> [Problem]:
Rewrite the records below, changing every occurrence of "fence plank" to "fence board" and leaving all other text unchanged. Omit the pictures from your answer.

⟨

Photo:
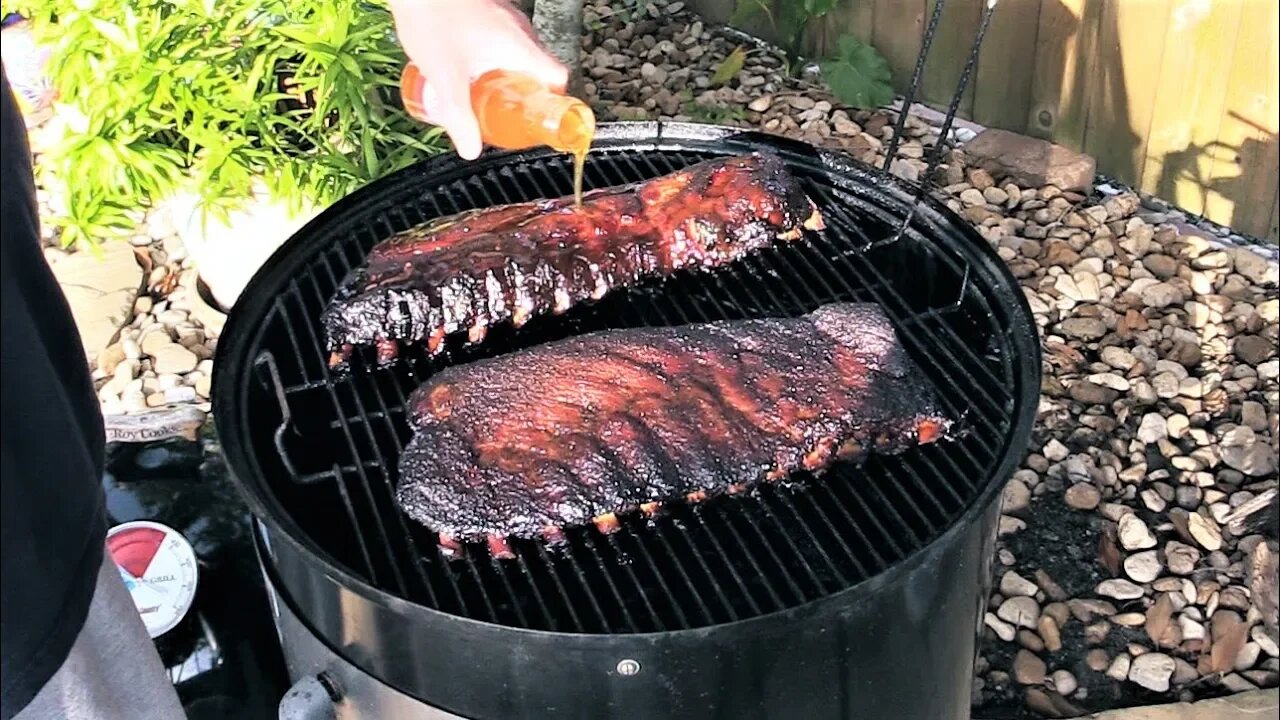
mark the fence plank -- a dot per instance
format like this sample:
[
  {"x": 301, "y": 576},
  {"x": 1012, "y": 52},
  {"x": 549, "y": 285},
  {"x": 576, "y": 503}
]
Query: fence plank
[
  {"x": 1002, "y": 87},
  {"x": 1066, "y": 49},
  {"x": 1246, "y": 169},
  {"x": 1274, "y": 233},
  {"x": 947, "y": 54},
  {"x": 899, "y": 28},
  {"x": 1189, "y": 100},
  {"x": 1123, "y": 86}
]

⟩

> [Response for this exercise]:
Photo:
mark the fence board -- a dot per instance
format like this sample:
[
  {"x": 301, "y": 576},
  {"x": 1012, "y": 52},
  {"x": 549, "y": 285},
  {"x": 576, "y": 503}
]
Query: fence board
[
  {"x": 1002, "y": 87},
  {"x": 1066, "y": 49},
  {"x": 1246, "y": 169},
  {"x": 1274, "y": 233},
  {"x": 947, "y": 54},
  {"x": 899, "y": 28},
  {"x": 1189, "y": 100},
  {"x": 1123, "y": 86}
]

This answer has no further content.